Anweisung
Schreiben Sie die Zeilen der Datensätze als nummerierte Liste ohne Leerzeilen um. Beginnen Sie mit der Zeile, die "--target door knob" enthält, und schließen Sie mit der letzten Zeile der Datensätze ab, beide eingeschlossen.

─── Datensatz

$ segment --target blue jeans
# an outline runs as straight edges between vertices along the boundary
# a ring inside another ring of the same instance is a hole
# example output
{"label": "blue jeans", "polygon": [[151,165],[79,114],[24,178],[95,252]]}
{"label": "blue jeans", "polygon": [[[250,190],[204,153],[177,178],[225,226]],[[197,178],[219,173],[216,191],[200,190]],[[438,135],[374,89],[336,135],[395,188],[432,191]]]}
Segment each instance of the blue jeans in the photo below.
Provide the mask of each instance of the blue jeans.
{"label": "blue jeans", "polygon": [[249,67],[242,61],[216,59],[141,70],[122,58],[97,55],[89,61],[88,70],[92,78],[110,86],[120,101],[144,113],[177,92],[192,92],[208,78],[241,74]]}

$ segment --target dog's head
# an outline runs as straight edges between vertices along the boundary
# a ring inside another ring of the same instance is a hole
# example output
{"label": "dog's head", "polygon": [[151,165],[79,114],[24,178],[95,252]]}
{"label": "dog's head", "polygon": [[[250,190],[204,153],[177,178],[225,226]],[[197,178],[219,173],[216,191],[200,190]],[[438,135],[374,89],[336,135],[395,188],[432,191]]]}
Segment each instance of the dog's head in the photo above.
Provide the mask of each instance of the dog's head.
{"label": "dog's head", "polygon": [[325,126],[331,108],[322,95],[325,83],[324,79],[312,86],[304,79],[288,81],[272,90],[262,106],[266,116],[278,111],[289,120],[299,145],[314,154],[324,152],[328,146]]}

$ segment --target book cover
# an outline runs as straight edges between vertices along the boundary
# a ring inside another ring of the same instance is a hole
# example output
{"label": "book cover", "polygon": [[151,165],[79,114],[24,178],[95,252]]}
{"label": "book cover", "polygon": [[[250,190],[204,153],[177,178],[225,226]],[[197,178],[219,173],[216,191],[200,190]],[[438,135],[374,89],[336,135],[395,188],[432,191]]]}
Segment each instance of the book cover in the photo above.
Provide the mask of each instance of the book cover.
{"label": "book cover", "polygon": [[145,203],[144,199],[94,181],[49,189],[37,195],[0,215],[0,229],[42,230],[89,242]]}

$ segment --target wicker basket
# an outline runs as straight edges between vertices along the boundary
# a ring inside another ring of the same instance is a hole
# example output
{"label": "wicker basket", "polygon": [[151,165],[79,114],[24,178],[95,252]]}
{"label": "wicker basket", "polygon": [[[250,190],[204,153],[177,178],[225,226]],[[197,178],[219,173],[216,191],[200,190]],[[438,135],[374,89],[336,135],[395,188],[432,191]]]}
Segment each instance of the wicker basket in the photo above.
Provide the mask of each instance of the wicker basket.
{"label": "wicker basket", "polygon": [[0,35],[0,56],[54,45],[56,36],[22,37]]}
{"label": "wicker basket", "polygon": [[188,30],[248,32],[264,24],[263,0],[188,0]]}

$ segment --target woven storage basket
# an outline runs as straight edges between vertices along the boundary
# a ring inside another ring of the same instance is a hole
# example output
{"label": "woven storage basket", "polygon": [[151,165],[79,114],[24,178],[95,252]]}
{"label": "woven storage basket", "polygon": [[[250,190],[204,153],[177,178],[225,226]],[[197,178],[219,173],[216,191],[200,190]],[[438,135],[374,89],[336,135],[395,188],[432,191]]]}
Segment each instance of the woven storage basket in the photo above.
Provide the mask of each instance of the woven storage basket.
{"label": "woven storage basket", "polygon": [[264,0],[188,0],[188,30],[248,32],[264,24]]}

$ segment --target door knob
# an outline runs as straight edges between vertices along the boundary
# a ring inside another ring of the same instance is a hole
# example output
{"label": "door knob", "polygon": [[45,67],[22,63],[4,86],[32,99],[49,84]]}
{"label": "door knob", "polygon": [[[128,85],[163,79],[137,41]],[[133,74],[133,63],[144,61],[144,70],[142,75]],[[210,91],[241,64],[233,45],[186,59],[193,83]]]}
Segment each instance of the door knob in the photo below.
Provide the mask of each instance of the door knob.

──────

Ergebnis
1. $ segment --target door knob
2. # an outline runs as straight edges between vertices along the boundary
3. # a ring inside another ring of the same instance is a hole
4. # example output
5. {"label": "door knob", "polygon": [[45,67],[22,63],[4,86],[32,99],[49,84]]}
6. {"label": "door knob", "polygon": [[[128,85],[163,79],[137,41]],[[133,74],[133,63],[144,61],[144,70],[142,75]],[[210,91],[241,64],[233,45],[186,59],[193,83]]]}
7. Segment each instance of the door knob in the photo below.
8. Provide the mask of each instance of the door knob.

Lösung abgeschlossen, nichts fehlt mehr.